> Uw opdracht
Vermeld elke regel uit de onderstaande gegevens waarin het woord "engine" voorkomt. Let daarbij op het verschil tussen hoofdletters en kleine letters.

> Opgeslagen gegevens
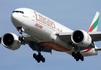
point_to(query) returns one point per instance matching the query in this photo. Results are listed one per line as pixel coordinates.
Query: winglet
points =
(94, 25)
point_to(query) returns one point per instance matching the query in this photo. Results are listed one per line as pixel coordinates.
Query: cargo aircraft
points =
(43, 34)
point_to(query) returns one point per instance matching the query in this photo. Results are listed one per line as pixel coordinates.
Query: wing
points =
(31, 41)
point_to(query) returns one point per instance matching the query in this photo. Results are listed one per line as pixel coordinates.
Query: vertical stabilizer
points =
(94, 25)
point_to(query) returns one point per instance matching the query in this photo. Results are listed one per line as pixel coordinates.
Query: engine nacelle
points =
(11, 41)
(81, 38)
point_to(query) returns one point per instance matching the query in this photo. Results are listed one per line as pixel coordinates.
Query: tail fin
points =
(94, 25)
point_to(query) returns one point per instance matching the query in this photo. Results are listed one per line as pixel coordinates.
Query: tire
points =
(43, 59)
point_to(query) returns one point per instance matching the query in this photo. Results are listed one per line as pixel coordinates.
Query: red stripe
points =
(91, 28)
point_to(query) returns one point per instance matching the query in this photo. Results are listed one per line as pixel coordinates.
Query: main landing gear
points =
(77, 56)
(38, 57)
(21, 30)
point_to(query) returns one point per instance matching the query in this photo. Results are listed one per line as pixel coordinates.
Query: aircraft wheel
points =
(43, 59)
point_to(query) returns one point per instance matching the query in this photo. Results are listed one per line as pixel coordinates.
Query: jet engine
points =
(11, 41)
(81, 38)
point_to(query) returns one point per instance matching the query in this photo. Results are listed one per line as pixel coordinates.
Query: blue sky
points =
(76, 14)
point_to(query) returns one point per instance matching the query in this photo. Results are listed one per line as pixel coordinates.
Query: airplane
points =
(43, 34)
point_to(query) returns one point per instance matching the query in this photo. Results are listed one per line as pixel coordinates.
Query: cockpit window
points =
(18, 12)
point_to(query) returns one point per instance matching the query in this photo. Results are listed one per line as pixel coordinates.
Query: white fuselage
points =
(44, 30)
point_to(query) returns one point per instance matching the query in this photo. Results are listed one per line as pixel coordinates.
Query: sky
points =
(76, 14)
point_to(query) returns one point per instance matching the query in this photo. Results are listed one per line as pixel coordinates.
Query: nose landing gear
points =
(39, 57)
(77, 56)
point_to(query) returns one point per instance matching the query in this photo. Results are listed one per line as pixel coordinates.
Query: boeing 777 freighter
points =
(43, 34)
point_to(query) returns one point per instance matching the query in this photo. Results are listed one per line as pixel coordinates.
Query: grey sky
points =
(76, 14)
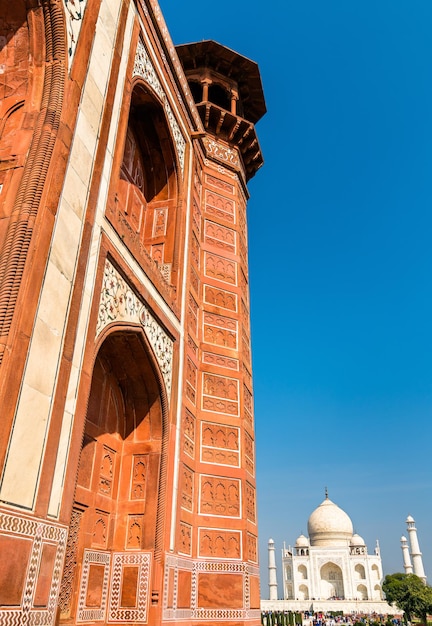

> Uitwerking
Query: engine nacelle
Query: jet engine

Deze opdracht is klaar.